═════ 抽出テキスト
不思議な力で宙を舞う少年。
いや君は老け過ぎ!!
君は少年じゃない!!
シリアからの難民であるアリアンは父と共にハンガリーへ密入国する際に国境警備隊により被弾する。しかし、その事をきっかけに、彼は宙を浮遊する特殊能力を身に付ける。一方、ハンガリーの医者シュテルンは医療ミスにより死亡させたアスリートの遺族から訴訟を受けていた。多額の賠償金が必要な彼はアリアンの浮遊する能力で賠償金を稼ごうと画策する。
アートとして美しいが、映画としては若干退屈なのが正直なところ。
空を浮遊するシーン
彼が重力をも操るシーン
カーアクションのシークエンスで見せる長回し
そのいずれもが素晴らしい!
飛ぶのではなく、浮く。その描き方が実に美しい!
しかし残念ながら、それだけになってしまってないか?
見所が少年(老け顔)の浮遊シーンに限られてしまっているのが実に残念。
正直、日本人に難民問題はあまりに馴染みがなく、ストーリーを理解するのに難儀する。
自分の無知を呪うべきだが、難民達の過酷な脱出劇を観ても、思わず時代設定はいつなのかと問いたくなる程、シリアの現状をわかっていなさ過ぎた。
せっかくの特殊能力も、敵をやっつける為には用いられない。
彼はただ
浮くだけ
老け顔の少年が、浮くだけ。
何ならアートに面舵いっぱい傾倒するのか、エンターテイメントにアクセルいっぱい踏み込むのか、どちらかに突出して欲しかった。
シリア難民、親子愛、特殊能力、テロの脅威と劇中扱われているテーマは大真面目で、空気も映像も暗く重たい。
映像は美しいんだけどなぁ。
集中力が持たなかった。
禁断奥義、早送りの術を使ったのはここだけの話。
══════════
═════ データ抜粋
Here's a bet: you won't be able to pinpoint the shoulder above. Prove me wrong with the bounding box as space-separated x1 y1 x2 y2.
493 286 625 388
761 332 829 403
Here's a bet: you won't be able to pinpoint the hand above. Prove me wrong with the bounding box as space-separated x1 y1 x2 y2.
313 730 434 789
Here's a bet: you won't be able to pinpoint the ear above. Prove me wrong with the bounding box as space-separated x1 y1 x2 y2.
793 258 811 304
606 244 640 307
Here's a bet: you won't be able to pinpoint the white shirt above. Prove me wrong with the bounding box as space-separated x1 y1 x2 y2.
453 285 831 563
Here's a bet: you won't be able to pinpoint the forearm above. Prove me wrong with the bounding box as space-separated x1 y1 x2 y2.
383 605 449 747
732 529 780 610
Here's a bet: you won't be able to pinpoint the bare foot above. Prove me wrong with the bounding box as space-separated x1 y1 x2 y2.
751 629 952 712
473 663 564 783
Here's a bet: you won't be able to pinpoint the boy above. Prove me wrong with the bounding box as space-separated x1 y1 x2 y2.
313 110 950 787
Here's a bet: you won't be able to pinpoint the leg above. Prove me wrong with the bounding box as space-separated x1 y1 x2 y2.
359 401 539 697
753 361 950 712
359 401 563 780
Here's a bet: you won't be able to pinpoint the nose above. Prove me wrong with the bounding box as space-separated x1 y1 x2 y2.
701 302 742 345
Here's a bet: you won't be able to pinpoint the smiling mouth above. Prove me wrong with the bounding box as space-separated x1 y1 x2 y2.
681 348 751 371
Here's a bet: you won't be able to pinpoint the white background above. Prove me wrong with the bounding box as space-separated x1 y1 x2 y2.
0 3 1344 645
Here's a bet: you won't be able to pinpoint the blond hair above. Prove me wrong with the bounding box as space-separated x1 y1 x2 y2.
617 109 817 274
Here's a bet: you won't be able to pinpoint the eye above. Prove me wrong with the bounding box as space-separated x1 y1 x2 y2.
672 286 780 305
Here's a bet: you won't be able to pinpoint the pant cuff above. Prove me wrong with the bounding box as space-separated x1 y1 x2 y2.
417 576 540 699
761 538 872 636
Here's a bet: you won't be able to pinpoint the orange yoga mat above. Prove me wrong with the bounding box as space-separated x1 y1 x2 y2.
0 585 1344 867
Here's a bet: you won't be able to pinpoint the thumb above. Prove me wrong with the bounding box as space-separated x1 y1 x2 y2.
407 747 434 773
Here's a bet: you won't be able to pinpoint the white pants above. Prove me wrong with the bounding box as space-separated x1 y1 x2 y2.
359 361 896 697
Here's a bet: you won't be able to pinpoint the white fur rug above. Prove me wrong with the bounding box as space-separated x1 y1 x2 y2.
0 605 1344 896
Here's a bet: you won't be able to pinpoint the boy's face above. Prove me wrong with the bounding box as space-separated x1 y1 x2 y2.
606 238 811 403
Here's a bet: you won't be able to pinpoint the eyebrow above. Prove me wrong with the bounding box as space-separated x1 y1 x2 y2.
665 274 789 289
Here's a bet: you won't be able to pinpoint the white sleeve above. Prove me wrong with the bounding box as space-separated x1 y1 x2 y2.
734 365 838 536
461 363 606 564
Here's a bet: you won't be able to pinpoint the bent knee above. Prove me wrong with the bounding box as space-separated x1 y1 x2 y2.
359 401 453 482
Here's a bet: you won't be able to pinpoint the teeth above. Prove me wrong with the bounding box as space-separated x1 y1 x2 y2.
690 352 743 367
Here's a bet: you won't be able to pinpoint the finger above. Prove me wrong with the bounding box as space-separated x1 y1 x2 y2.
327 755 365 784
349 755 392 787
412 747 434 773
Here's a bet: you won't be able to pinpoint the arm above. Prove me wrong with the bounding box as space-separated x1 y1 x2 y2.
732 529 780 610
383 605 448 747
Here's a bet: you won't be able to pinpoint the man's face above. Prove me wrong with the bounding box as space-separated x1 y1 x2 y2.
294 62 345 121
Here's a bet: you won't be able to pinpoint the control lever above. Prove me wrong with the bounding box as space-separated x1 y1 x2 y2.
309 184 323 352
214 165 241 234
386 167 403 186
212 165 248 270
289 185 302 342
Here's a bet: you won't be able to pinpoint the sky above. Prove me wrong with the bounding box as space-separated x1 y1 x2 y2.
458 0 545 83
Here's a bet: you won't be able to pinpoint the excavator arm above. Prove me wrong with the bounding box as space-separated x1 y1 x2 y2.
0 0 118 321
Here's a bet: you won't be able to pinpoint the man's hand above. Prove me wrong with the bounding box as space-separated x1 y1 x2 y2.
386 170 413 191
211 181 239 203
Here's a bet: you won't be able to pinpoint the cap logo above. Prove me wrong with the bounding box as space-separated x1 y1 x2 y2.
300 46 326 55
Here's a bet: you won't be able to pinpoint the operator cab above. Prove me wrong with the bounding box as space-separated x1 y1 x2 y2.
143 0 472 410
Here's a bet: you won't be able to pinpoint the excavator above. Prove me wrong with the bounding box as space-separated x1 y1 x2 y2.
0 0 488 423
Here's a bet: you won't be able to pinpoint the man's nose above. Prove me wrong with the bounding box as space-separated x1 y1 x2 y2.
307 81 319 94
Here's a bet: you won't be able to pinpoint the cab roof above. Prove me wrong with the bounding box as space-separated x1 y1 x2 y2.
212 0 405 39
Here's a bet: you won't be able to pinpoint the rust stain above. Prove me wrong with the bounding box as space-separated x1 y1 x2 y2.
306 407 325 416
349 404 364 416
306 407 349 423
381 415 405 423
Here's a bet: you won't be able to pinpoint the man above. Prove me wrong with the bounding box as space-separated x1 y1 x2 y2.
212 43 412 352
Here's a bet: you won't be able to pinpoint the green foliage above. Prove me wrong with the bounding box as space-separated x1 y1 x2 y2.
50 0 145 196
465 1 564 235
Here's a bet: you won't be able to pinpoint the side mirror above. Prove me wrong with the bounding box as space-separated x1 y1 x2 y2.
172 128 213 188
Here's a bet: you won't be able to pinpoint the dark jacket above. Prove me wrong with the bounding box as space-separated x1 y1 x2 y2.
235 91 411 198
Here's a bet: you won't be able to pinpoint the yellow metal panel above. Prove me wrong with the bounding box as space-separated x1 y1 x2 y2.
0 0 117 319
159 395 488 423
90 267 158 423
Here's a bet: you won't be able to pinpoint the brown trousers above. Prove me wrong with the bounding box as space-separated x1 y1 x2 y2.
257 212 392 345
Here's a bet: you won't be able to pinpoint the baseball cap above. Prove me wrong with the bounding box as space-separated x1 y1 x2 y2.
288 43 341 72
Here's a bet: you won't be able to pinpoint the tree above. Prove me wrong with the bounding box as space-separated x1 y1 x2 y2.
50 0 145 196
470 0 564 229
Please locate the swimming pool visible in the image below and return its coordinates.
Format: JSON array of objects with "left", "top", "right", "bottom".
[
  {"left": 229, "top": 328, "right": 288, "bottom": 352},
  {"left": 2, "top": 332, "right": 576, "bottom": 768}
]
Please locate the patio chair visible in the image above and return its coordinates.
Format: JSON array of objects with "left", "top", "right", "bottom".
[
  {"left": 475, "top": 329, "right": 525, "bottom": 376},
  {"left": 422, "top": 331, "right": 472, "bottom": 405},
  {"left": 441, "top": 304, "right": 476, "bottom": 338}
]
══════════
実施事項 1:
このレビューについて、次の問いに答えてください。
(a) アリアンはどこからの難民ですか。
(b) シュテルンは誰から訴訟を受けていましたか。
(c) 筆者が使ったと述べている「禁断奥義」は何ですか。
実施事項 2:
このレビューのうち、「不思議な力で宙を舞う少年。」から「見所が少年(老け顔)の浮遊シーンに限られてしまっているのが実に残念。」までの部分を、一字も変えずに書き写してください。
実施事項 3:
このレビューの内容を二文で要約してください。

解答 1:
(a) シリア
(b) 医療ミスにより死亡させたアスリートの遺族
(c) 早送りの術

解答 2:
不思議な力で宙を舞う少年。
いや君は老け過ぎ!!
君は少年じゃない!!
シリアからの難民であるアリアンは父と共にハンガリーへ密入国する際に国境警備隊により被弾する。しかし、その事をきっかけに、彼は宙を浮遊する特殊能力を身に付ける。一方、ハンガリーの医者シュテルンは医療ミスにより死亡させたアスリートの遺族から訴訟を受けていた。多額の賠償金が必要な彼はアリアンの浮遊する能力で賠償金を稼ごうと画策する。
アートとして美しいが、映画としては若干退屈なのが正直なところ。
空を浮遊するシーン
彼が重力をも操るシーン
カーアクションのシークエンスで見せる長回し
そのいずれもが素晴らしい!
飛ぶのではなく、浮く。その描き方が実に美しい!
しかし残念ながら、それだけになってしまってないか?
見所が少年(老け顔)の浮遊シーンに限られてしまっているのが実に残念。

解答 3:
シリア難民の少年アリアンが国境警備隊に被弾したことで浮遊能力を身に付け、賠償金を必要とする医者シュテルンがその能力で稼ごうと画策する映画について、筆者は浮遊シーンなどの映像を美しいと評価している。一方で、見所が浮遊シーンに限られ、アートかエンターテイメントのどちらかに突出して欲しかったとし、映画としては若干退屈で集中力が持たなかったと述べている。